Exercise description: Whenever a line in the records below holds the string "pants", copy it out.

Records shown:

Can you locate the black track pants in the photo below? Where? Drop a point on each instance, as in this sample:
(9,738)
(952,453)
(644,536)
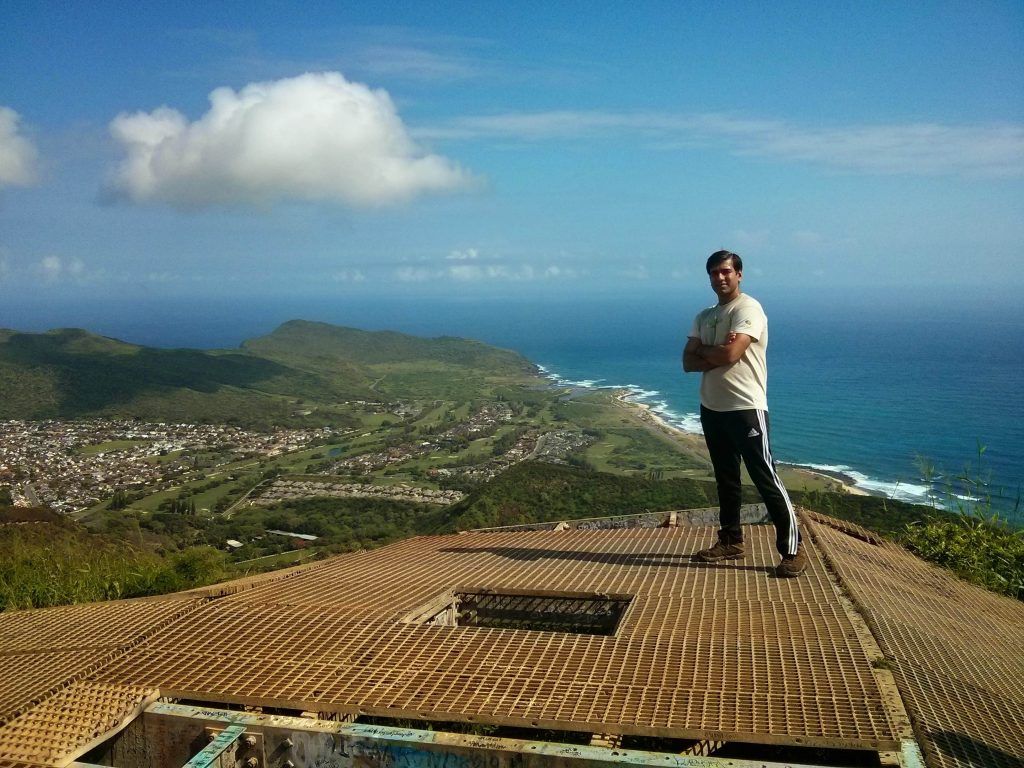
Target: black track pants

Task result:
Can you locate the black track pants in the photo below? Where? Drop a point on each instance, as in this sample:
Target: black track pants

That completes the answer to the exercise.